[Texto apresentado]
****
Faz alguns dias assisti __ e preciso dizer que foi assim, meio ao acaso, porque talvez não o fizesse de caso pensado__ o documentário “Gaga: Five Foot Two”, produzido e estrelado pela própria cantora, e o que vi na tela foi muito mais do que um ícone pop, foi a imagem de um ser humano fragilizado pela dor. Ok, pode até ser que o filme seja uma estratégia de marketing para promover a nova fase musical de Gaga, mas há que se reconhecer que as cenas de dor protagonizadas pela estrela passam bem longe do glamour. E se o sofrimento de Lady Gaga em nada difere do sofrimento de milhares de pessoas com fibromialgia é precisamente porque a dor não faz distinção, antes nos iguala, nos faz perceber o que realmente somos: semelhantes.

Claro, nem todas as dores se fazem visíveis, aparentes, palpáveis. Há dores psíquicas, existenciais, emocionais. Há dores inconfessáveis, inexpugnáveis, inconsoláveis. Sendo dor, dói. Além de tudo, é intransferível, tal como o próprio nome da gente. O importante é que cada um reconheça a sua porque, afinal, nada nos torna mais íntimos de nós mesmos do que a dor com que __ aprendemos ou temos de aprender__ a conviver.
****
[Trechos dos registros]
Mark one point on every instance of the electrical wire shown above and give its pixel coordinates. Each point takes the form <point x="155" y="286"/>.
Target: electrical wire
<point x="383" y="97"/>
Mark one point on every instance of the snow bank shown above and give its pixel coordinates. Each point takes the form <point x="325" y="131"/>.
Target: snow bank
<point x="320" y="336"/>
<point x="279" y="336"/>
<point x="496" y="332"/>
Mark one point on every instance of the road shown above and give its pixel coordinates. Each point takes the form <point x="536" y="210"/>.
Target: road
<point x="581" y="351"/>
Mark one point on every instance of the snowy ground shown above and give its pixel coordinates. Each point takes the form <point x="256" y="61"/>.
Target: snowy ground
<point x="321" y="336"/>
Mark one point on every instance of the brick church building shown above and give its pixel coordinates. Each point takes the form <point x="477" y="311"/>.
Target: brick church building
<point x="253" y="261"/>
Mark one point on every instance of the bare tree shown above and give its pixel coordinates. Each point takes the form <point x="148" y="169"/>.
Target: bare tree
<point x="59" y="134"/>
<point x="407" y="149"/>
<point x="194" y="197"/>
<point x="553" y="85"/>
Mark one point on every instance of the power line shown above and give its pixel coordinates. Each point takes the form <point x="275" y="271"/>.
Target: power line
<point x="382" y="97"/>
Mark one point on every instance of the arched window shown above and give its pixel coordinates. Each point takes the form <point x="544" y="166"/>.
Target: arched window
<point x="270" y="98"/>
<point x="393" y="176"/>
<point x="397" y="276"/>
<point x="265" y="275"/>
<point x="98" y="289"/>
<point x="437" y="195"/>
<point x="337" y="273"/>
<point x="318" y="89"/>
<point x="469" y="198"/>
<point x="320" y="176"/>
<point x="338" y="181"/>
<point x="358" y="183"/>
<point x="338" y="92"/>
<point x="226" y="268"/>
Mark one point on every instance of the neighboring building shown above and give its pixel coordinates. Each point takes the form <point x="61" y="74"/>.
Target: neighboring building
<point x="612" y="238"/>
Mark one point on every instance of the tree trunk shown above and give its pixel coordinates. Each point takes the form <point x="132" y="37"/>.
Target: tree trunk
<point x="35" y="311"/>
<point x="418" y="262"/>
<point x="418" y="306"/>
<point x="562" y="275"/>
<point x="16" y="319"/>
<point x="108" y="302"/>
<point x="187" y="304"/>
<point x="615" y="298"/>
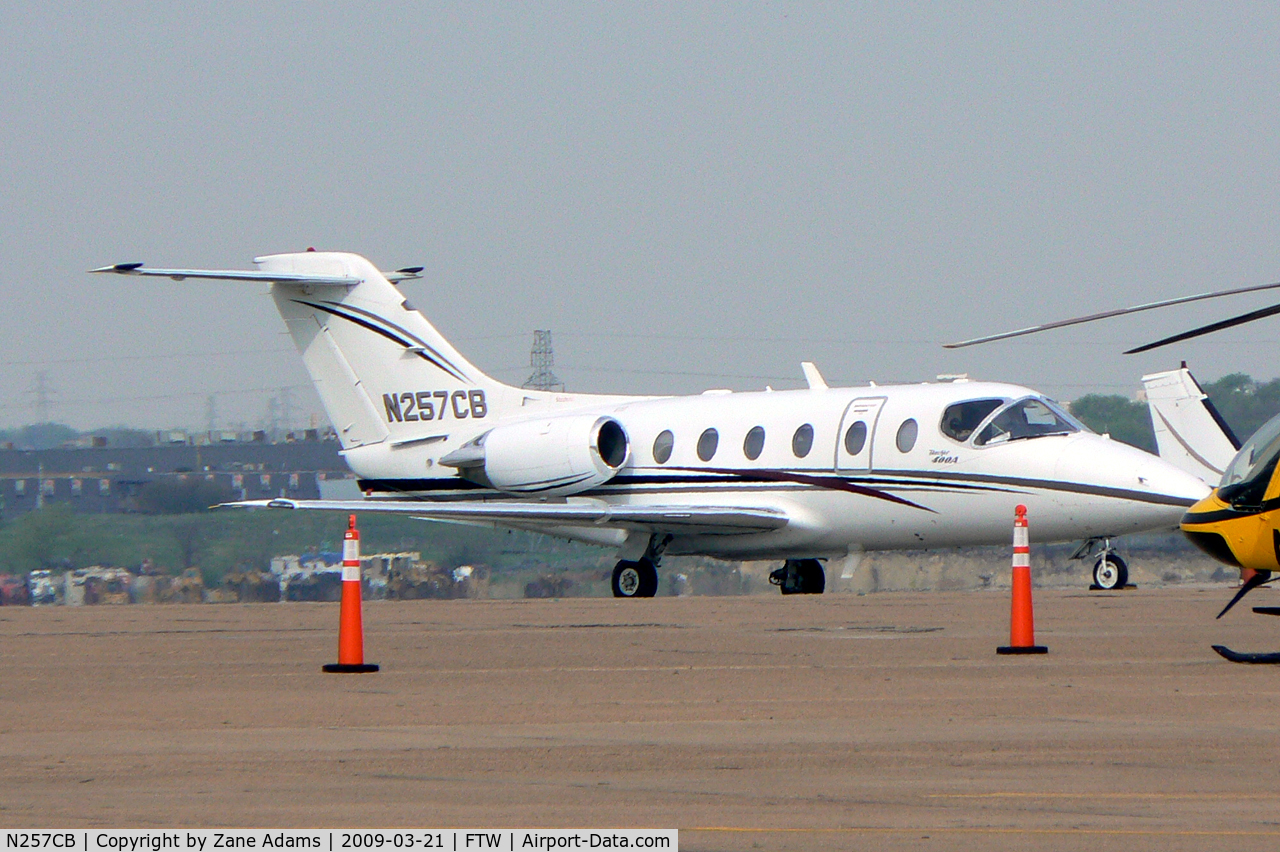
****
[Objetivo da tarefa] Você pode redigitar, sem nenhuma alteração, o trecho do texto sobre o documentário de Lady Gaga que se inicia com as palavras que contêm "Claro, nem todas" e vai até "aprender__ a conviver."?

[Resposta da tarefa]
Claro, nem todas as dores se fazem visíveis, aparentes, palpáveis. Há dores psíquicas, existenciais, emocionais. Há dores inconfessáveis, inexpugnáveis, inconsoláveis. Sendo dor, dói. Além de tudo, é intransferível, tal como o próprio nome da gente. O importante é que cada um reconheça a sua porque, afinal, nada nos torna mais íntimos de nós mesmos do que a dor com que __ aprendemos ou temos de aprender__ a conviver.